#### [TASK TO CARRY OUT]
Please copy exactly every line from the one that contains "box: [471, 340, 516, 363]" to the end of the data below, with both ends included and no other lines.

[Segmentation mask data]
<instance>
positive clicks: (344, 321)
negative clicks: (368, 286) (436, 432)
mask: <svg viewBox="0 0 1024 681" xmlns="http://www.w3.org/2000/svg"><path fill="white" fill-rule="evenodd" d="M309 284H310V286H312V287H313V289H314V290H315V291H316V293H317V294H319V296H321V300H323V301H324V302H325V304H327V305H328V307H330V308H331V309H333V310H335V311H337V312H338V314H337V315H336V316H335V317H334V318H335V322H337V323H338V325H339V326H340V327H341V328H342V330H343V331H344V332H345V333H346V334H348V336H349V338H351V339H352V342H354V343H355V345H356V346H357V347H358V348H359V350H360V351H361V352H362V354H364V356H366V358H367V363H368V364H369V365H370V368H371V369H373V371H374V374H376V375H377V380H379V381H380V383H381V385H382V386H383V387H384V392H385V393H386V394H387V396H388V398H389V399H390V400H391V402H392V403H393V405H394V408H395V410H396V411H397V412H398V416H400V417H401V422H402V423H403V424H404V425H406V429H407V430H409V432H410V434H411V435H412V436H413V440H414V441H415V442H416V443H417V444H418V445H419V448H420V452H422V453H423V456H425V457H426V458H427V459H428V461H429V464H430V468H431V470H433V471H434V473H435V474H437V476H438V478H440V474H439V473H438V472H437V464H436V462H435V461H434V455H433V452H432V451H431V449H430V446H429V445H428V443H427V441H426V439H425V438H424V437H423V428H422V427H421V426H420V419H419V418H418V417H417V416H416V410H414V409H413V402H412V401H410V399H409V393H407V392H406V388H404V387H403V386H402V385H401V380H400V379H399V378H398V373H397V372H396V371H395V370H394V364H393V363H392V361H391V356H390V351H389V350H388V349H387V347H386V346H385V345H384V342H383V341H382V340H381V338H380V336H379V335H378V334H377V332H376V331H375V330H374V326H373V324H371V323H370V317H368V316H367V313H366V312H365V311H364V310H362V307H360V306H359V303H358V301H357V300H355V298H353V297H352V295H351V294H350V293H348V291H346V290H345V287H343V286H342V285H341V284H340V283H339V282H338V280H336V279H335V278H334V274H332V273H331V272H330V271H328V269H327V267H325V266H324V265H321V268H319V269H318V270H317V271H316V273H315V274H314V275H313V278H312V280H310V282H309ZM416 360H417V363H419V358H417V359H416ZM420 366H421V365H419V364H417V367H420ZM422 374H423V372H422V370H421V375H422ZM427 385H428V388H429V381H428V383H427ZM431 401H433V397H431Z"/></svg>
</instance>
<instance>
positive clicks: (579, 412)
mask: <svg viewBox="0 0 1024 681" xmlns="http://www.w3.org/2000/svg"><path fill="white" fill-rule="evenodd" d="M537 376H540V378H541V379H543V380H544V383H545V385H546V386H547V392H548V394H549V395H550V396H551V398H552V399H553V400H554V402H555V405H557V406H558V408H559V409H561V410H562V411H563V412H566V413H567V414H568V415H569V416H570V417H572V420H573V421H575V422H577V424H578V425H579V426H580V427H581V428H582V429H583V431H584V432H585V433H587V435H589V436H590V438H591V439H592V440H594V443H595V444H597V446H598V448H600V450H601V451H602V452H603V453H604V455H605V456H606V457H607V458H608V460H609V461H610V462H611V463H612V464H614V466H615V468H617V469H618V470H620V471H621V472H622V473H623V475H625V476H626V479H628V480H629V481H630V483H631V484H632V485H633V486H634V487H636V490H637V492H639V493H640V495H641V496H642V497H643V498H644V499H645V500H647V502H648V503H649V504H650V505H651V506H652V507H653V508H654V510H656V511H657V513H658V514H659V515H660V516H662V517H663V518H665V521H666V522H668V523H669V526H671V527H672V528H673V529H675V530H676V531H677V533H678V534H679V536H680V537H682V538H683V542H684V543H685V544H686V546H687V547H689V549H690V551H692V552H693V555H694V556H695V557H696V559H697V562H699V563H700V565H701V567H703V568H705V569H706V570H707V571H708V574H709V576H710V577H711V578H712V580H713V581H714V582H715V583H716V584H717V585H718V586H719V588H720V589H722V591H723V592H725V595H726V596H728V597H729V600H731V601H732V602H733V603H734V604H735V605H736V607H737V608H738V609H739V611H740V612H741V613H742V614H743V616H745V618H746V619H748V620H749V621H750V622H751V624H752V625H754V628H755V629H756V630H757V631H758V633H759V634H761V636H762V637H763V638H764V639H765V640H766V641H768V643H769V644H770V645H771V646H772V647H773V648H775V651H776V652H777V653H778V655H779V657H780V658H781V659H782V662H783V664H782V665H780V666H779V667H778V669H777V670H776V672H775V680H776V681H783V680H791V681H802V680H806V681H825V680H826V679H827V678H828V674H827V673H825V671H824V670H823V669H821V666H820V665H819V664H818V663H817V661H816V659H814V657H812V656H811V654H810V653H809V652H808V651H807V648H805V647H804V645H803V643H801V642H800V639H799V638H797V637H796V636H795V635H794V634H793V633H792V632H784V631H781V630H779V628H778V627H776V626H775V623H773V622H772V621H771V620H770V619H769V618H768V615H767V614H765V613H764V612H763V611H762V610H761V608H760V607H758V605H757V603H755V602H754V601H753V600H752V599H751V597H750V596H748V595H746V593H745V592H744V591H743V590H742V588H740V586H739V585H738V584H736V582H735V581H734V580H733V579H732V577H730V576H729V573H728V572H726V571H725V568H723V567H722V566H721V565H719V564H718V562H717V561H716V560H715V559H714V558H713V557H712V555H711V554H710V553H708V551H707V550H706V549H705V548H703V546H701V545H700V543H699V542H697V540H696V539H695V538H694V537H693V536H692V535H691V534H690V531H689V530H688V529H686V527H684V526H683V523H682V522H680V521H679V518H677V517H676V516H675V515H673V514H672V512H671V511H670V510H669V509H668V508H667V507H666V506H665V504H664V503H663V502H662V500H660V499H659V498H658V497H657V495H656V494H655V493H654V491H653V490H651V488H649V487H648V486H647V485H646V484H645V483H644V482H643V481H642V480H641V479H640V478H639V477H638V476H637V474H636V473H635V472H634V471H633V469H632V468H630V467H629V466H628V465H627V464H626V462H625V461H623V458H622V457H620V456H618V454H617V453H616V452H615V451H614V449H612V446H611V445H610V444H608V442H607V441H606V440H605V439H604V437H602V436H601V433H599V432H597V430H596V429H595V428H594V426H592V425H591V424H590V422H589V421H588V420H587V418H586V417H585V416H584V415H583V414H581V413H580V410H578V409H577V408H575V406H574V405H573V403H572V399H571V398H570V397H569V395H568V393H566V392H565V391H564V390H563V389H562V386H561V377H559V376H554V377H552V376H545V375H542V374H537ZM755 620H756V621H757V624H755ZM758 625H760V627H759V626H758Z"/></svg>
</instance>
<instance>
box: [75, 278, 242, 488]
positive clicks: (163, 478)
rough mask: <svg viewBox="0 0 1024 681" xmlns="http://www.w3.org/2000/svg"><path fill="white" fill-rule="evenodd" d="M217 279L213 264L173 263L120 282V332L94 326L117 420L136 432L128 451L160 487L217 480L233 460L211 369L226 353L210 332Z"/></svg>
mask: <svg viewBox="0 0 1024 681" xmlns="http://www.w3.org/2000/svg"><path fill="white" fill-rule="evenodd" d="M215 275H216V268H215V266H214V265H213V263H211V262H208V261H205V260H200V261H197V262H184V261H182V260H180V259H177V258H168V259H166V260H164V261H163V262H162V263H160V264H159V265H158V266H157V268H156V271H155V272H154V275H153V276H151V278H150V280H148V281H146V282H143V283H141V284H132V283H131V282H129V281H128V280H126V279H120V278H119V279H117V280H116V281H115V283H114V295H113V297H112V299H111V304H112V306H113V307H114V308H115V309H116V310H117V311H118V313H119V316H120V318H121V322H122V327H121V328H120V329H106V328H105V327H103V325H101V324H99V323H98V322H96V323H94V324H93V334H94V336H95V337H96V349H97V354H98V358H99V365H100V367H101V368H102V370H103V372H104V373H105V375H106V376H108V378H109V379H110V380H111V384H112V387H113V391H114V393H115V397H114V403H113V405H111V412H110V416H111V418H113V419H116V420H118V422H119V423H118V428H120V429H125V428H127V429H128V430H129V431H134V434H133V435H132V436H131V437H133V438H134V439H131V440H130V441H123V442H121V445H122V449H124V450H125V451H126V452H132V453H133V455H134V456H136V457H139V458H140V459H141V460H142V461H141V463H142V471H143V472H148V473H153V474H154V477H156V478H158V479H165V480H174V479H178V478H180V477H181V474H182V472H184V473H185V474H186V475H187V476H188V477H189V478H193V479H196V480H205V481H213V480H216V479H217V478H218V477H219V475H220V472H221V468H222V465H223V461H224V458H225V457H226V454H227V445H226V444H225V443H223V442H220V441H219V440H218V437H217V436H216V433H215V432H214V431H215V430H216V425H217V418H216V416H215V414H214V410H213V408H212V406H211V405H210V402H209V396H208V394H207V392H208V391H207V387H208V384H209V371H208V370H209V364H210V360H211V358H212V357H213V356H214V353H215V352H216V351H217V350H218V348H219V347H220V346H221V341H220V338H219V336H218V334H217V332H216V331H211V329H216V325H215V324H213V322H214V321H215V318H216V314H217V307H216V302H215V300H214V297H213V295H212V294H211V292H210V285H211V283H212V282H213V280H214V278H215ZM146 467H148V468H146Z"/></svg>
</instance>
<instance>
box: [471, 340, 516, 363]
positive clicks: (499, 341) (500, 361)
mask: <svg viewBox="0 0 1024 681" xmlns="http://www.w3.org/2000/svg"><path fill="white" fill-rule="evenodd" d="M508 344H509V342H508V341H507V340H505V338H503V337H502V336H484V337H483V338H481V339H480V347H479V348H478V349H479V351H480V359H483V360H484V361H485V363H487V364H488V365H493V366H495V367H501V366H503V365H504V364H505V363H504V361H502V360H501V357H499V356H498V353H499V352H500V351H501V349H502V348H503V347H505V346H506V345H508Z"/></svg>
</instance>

#### [ANSWER BOX]
box: [471, 340, 516, 363]
positive clicks: (499, 341) (500, 361)
mask: <svg viewBox="0 0 1024 681" xmlns="http://www.w3.org/2000/svg"><path fill="white" fill-rule="evenodd" d="M508 344H509V342H508V341H507V340H505V338H503V337H502V336H484V337H483V338H481V339H480V347H479V348H478V349H479V351H480V359H483V360H484V361H485V363H487V364H488V365H493V366H495V367H501V366H503V365H504V364H505V363H504V361H502V360H501V357H499V356H498V353H499V352H500V351H501V349H502V348H503V347H505V346H506V345H508Z"/></svg>
</instance>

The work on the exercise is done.